Could you reproduce, word for word, the part of the article on Rick Perry's health care positions from "But Medicare will" to "covered by Medicaid."?

[Selected text Boundary: Start]

As a promising presidential candidate, Texas Governor Rick Perry has been vocal in his attacks on the Obama administration and its sweeping changes and nationalized health care — but where does Perry himself stand on health care issues, and what would “Perrycare” look like, exactly?
In a recent feature in The Atlantic, reporters following Perry’s record on health care and insurance issues say that Perry’s first months on the campaign trail have done little to clarify what he would do to revamp or rescind the recent wave of Obama health care initiatives. But following some digging, more details of Perry’s proposals emerged.
Perry’s staff provided writers at The Texas Tribune with some clues, mostly saying that the governor’s first step would be to work with Congress to repeal Obama’s changes and to try to start over–and push for more state-level control and possibilities for localized reform efforts.
Perry spokesman Mark Miner is quoted as saying the governor would attempt to lower skyrocketing health care costs “through the proven, market-based strategies of transparency, choice and competition.”
States would be incentivized to help encourage more competition in the insurance marketplace, and Miner added that Perry would push them to help create better options for patients with costly pre-existing conditions and to provide low-cost options for small businesses.
The Medicaid issue
Based on his legislative record, health care experts suggest Perry as president would seek to push control for Medicaid to the state level, as well, in addition to more localized control over entities such as the Food and Drug Administration (which he is said to see as holding back domestic medical industries).
But Medicare will probably be a topic to be avoided during campaigning, given the support he needs from elderly voters, especially during key primaries.
And if Perry does make it to the final running, he will indeed have to explain the full extent of his health care plans. Democrats have plenty of ammunition to suggest that the governor’s record tells the real story, with Texas ranking dead last in the country in terms of health insurance coverage and spending on mental health services, and second-last in the number of low-income residents covered by Medicaid.
Perry spokesman Miner offered some positives of Texas’ health care industry, however, including Houston’s Texas Medical Center, the largest in the world, and MD Anderson, considered by many to be the No. 1 cancer treatment center in the world. And Miner argued that the Texas health insurance market is healthy: 133 companies provide coverage, he said, and Texas premiums are lower than the national average.

[Selected text Boundary: End]
[Recorded data Boundary: Start]

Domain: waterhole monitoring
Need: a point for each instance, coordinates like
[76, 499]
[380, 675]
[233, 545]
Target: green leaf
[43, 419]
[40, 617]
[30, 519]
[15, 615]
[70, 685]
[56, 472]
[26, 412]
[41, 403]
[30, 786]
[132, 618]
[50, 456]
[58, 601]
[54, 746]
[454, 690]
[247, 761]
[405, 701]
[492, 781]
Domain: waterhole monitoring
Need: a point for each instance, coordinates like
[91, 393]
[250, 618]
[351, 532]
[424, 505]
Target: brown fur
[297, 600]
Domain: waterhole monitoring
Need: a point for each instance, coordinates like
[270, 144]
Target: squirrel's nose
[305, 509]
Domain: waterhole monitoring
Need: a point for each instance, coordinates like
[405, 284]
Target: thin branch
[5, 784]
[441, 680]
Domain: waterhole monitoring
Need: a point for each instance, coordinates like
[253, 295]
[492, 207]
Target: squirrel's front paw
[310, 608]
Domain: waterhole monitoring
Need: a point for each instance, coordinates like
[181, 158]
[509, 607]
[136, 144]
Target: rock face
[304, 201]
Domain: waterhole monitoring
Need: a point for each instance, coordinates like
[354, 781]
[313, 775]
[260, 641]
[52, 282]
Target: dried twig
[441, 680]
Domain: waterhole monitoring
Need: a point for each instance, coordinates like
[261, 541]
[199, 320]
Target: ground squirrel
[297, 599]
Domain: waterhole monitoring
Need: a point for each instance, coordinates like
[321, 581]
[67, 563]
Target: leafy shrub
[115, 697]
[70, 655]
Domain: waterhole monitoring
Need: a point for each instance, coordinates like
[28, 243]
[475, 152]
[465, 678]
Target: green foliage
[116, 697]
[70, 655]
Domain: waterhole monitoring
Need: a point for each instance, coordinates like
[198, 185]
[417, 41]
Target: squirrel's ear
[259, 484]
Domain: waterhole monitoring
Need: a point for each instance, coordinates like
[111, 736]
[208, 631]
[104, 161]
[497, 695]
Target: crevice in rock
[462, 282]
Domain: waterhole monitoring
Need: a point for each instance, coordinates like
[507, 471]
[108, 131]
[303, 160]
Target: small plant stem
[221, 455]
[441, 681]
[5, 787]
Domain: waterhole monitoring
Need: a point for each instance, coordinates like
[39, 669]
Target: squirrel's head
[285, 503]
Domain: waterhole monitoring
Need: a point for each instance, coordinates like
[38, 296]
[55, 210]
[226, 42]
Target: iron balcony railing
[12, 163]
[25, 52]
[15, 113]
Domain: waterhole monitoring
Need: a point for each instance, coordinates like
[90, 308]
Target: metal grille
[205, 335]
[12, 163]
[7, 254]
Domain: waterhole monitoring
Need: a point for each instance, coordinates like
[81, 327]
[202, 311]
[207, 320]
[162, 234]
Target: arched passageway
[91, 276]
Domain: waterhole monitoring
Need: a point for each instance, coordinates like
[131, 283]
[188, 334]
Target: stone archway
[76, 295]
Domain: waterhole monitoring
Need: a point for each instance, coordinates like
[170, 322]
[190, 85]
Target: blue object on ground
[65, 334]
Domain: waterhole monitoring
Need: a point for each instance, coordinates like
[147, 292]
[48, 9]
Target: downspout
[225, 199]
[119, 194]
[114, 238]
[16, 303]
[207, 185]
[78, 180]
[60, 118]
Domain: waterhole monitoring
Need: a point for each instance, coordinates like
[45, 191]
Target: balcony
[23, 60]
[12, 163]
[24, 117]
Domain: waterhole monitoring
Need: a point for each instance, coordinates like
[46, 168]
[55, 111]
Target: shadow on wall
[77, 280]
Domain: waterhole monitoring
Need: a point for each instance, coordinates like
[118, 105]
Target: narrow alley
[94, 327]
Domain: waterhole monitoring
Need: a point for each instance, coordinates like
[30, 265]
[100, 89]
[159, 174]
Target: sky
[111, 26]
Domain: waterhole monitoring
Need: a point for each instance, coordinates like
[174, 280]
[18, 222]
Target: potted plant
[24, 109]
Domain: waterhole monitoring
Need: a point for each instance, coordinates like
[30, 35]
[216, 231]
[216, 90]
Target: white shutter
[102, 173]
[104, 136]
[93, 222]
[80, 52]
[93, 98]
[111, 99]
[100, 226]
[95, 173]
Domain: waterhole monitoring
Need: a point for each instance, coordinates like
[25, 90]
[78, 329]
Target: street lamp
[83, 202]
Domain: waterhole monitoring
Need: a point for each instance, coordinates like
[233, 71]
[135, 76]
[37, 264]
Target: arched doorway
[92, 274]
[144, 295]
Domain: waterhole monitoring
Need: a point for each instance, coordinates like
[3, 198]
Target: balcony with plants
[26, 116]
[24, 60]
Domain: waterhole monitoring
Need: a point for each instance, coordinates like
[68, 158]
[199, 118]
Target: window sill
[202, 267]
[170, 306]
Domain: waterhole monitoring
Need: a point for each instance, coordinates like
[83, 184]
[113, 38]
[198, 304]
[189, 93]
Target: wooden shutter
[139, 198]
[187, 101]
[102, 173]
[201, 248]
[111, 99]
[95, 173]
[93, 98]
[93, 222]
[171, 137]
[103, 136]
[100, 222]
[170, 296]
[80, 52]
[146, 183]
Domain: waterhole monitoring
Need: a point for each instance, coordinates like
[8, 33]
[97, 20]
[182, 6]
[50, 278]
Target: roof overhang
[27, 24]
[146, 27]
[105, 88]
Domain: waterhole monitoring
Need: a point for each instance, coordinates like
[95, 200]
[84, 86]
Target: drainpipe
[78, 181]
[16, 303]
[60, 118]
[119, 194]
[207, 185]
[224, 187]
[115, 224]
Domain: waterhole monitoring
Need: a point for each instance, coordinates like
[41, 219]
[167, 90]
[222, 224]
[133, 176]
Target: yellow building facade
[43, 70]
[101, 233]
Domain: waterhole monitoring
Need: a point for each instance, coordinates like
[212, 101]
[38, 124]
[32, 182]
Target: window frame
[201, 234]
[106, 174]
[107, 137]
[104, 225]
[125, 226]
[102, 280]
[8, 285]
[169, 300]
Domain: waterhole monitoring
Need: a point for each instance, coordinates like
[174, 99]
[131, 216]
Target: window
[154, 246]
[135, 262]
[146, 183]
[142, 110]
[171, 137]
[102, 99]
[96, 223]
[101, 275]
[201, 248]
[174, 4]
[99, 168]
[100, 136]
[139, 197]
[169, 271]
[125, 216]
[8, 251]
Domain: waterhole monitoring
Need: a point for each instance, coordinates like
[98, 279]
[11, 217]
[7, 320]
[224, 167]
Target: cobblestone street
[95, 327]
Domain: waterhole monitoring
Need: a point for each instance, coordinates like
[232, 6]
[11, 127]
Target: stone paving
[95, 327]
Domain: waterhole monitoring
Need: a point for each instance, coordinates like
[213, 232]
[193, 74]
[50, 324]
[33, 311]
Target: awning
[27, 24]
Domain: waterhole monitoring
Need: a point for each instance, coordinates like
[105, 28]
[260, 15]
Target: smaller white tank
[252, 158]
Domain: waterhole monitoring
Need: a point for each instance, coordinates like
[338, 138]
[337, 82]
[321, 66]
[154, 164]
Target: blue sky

[Recorded data Boundary: End]

Output of the task:
But Medicare will probably be a topic to be avoided during campaigning, given the support he needs from elderly voters, especially during key primaries.
And if Perry does make it to the final running, he will indeed have to explain the full extent of his health care plans. Democrats have plenty of ammunition to suggest that the governor’s record tells the real story, with Texas ranking dead last in the country in terms of health insurance coverage and spending on mental health services, and second-last in the number of low-income residents covered by Medicaid.